**Task prompt**
Select every line in the data below that contains the string "overhang", and reproduce each such line in full.

** BEGIN Data rows **

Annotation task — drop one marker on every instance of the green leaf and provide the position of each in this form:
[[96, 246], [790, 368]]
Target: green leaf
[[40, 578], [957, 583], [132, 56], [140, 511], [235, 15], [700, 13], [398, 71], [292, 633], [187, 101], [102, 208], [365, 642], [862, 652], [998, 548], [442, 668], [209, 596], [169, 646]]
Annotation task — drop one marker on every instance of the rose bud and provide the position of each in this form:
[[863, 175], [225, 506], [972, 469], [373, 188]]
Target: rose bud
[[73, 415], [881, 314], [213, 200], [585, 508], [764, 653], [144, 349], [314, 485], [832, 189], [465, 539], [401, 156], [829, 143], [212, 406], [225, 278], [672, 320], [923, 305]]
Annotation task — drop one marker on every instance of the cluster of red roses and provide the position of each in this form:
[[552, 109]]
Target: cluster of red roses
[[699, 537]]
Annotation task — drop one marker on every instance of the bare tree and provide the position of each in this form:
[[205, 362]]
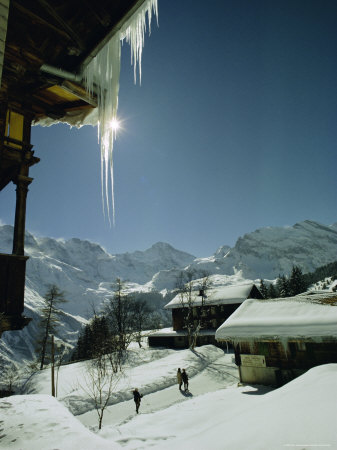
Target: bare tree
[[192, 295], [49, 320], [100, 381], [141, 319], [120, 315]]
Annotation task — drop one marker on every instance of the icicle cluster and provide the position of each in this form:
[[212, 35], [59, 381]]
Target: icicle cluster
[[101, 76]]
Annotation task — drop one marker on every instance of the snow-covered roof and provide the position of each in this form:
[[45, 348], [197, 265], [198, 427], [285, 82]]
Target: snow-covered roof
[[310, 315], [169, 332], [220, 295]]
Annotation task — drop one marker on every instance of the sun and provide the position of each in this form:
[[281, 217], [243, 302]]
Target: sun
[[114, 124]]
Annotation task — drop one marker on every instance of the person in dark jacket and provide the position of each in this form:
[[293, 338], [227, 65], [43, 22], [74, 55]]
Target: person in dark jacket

** END Data rows **
** BEGIN Data rows **

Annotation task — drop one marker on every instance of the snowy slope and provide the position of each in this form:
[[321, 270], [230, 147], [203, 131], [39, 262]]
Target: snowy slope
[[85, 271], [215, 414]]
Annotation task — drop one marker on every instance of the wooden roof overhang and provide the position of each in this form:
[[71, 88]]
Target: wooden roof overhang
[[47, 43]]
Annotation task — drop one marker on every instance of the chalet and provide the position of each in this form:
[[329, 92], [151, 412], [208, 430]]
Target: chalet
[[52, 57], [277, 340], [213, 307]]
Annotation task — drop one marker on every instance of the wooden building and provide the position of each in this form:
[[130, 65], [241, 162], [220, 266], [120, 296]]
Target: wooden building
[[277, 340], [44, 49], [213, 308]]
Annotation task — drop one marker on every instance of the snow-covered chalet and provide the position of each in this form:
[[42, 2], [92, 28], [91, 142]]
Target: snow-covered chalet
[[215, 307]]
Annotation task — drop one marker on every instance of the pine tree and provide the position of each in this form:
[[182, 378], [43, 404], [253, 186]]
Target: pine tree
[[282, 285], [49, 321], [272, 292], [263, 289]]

** END Data rows **

**Exercise output**
Annotation task — drop one marker on every instance of the wooden roof overhang and provide the position of each in this form:
Target: wooden roof overhang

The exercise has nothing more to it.